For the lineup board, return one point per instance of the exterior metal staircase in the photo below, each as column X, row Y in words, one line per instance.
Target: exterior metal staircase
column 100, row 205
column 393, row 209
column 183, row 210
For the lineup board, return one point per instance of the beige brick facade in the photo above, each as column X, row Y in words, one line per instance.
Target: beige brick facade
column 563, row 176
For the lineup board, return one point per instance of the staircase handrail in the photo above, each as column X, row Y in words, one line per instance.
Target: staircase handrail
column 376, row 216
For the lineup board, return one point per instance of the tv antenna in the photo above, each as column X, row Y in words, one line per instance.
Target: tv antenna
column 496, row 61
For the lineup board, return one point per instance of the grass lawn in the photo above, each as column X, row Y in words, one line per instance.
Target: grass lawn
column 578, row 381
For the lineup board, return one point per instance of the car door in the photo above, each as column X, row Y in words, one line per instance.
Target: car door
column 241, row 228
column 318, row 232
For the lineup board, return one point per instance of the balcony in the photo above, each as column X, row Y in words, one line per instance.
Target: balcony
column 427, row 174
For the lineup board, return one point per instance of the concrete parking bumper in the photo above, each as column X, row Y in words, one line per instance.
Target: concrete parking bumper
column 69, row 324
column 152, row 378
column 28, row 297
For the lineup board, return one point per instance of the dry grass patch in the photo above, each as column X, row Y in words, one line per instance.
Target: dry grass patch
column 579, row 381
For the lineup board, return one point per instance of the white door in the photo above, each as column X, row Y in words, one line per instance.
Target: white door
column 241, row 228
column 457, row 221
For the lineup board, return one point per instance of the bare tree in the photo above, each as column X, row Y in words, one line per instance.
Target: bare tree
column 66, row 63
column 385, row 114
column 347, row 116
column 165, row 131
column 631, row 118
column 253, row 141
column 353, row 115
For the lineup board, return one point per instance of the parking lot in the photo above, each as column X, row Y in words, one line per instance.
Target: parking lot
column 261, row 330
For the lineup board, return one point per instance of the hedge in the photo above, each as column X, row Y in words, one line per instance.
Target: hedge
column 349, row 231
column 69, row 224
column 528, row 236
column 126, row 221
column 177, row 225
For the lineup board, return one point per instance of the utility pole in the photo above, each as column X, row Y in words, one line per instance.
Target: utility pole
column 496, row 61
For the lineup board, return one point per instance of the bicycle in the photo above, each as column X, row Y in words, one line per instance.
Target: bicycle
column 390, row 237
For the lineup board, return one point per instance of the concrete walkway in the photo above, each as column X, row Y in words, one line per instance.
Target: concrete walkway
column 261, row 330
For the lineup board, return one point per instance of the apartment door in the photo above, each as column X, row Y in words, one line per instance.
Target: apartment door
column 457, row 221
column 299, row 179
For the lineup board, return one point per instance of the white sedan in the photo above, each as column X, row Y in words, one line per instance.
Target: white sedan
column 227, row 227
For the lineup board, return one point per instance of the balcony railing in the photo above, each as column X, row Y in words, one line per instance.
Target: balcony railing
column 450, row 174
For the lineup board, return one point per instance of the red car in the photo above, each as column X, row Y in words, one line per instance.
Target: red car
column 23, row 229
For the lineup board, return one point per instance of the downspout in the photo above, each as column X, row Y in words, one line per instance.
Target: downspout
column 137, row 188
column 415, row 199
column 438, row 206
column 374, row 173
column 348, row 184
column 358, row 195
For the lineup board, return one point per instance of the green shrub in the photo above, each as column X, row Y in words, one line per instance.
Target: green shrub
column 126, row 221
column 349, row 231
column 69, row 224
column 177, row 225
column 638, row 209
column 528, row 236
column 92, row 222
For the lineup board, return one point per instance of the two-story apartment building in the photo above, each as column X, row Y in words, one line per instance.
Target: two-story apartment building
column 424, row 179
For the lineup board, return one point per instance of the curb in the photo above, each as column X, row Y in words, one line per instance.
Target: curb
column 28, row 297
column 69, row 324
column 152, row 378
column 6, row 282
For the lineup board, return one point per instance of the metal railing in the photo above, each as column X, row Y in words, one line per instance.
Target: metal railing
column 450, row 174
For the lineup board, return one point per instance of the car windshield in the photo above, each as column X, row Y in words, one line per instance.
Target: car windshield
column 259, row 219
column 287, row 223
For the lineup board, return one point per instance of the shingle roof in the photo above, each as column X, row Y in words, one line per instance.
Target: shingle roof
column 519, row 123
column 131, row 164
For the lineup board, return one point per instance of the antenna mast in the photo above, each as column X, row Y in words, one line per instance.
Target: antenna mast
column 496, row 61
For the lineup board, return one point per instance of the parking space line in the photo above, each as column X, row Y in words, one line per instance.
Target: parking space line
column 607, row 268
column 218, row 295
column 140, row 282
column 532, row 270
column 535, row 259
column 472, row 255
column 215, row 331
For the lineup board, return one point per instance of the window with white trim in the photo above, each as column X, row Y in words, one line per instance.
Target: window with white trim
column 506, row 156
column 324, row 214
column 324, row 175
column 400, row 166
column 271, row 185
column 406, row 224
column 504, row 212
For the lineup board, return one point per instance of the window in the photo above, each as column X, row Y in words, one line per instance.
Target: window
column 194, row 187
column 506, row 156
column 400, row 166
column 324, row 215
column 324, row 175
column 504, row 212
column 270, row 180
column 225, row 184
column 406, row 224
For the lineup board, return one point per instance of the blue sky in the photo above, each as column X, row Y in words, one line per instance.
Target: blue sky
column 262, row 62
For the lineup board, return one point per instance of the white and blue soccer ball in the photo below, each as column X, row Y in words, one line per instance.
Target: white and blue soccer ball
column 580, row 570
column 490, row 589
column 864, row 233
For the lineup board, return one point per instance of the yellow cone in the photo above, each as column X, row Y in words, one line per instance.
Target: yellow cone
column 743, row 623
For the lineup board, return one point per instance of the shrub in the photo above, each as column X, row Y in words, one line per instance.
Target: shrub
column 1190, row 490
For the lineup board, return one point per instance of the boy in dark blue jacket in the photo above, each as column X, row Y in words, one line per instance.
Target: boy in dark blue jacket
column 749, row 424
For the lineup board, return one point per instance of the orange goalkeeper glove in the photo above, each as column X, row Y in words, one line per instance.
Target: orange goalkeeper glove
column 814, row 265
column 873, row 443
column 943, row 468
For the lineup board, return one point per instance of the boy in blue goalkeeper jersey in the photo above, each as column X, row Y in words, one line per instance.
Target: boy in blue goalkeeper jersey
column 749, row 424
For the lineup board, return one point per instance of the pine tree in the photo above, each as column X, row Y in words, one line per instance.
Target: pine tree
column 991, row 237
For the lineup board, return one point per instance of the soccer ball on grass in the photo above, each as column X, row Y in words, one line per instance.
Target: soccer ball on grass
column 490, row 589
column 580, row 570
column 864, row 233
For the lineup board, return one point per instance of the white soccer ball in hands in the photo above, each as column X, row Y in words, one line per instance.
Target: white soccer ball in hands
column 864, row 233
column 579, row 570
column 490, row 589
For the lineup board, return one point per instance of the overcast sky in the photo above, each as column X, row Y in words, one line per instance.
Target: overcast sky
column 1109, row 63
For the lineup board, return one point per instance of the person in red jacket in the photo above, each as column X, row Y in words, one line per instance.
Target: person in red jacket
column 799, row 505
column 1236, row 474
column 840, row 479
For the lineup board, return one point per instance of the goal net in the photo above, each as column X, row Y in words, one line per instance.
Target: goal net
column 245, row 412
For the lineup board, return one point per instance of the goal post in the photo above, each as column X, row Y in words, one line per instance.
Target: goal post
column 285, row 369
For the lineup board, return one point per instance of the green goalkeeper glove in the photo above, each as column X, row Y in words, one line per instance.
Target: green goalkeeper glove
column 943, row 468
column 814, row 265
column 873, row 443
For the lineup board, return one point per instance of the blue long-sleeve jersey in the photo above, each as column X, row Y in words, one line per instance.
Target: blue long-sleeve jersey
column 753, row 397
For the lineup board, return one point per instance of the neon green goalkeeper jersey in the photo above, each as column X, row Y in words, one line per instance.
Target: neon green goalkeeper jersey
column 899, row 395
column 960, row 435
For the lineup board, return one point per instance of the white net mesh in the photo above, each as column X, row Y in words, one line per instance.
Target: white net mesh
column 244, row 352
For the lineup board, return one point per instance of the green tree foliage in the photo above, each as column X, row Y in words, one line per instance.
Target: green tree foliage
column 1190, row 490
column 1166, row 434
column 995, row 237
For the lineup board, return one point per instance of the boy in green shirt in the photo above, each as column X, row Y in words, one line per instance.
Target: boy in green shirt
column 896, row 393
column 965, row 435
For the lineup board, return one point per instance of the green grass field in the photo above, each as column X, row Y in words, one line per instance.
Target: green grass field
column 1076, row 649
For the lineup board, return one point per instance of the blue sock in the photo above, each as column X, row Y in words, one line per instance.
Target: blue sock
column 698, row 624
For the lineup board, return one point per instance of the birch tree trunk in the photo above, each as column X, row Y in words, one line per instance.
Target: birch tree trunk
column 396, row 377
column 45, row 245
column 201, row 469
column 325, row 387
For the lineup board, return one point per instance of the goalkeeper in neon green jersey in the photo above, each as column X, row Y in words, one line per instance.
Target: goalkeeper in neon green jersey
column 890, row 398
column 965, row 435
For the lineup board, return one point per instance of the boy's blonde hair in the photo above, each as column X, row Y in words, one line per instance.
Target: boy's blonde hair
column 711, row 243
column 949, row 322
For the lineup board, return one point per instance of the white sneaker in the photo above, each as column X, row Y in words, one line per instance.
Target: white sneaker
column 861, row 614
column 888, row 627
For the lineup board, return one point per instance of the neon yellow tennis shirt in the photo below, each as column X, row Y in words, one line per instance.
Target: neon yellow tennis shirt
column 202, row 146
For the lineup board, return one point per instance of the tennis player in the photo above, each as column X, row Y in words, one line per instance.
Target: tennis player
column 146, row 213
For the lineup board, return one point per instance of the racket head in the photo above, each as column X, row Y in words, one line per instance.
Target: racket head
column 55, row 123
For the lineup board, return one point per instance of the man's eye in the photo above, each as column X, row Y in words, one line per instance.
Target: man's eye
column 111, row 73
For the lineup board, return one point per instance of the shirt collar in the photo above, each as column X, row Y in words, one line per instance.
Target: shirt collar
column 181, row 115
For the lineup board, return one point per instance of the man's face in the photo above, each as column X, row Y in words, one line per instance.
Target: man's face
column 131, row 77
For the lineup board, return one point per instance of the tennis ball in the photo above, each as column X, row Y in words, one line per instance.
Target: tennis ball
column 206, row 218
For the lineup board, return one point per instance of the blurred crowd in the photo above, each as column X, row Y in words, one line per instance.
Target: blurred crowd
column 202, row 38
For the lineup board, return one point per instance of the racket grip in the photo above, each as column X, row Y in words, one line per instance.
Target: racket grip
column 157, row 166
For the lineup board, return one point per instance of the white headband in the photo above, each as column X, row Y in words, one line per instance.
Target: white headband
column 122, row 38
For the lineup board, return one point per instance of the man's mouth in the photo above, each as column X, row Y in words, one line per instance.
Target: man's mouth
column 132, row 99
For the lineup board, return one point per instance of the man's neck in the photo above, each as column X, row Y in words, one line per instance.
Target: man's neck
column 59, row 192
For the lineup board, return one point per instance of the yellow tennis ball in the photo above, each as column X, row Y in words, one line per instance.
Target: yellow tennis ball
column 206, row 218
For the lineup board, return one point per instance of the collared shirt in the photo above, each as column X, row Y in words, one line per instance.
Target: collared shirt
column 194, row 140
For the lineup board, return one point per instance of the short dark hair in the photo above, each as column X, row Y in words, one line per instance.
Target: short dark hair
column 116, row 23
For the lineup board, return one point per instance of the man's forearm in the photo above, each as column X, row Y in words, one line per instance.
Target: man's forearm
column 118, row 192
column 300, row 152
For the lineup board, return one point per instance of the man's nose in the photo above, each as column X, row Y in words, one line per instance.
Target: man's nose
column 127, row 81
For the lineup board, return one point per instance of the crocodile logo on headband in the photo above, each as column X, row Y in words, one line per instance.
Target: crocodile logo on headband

---

> SET TASK
Reproduce, character for character, the lines of the entries from the line containing "of the bare" up to and including the line containing "column 23, row 229".

> FULL OUTPUT
For the lineup board, return one point per instance of the bare tree in the photo above, each as column X, row Y in words, one line per instance.
Target: bare tree
column 66, row 63
column 385, row 114
column 347, row 116
column 165, row 131
column 631, row 118
column 253, row 141
column 353, row 115
For the lineup board, return one point per instance of the parking lot in the photo above, each as column X, row Y in words, one line per instance.
Target: parking lot
column 261, row 330
For the lineup board, return one point per instance of the hedge in the photo above, each as column X, row Y in words, one line per instance.
Target: hedge
column 349, row 231
column 69, row 224
column 528, row 236
column 126, row 221
column 177, row 225
For the lineup board, return one point per instance of the utility pole in the photo above, each as column X, row Y in words, one line per instance.
Target: utility pole
column 496, row 61
For the lineup board, return one point per instance of the bicycle in the photo above, each as column X, row Y in words, one line per instance.
Target: bicycle
column 390, row 237
For the lineup board, return one point per instance of the concrete walkway in the photo above, each as column X, row Y in words, one line per instance.
Target: concrete walkway
column 261, row 330
For the lineup board, return one point per instance of the apartment door in the photo above, each as column X, row Y in words, one line per instance.
Target: apartment door
column 457, row 221
column 299, row 179
For the lineup board, return one point per instance of the white sedan in the photo above, each as column X, row Y in words, one line per instance.
Target: white sedan
column 227, row 227
For the lineup board, return one point per instance of the balcony railing in the photo above, each as column X, row Y in words, one line per instance.
Target: balcony railing
column 450, row 174
For the lineup board, return one point per instance of the red car in the photo above, each as column X, row Y in words, one line per instance.
Target: red car
column 23, row 229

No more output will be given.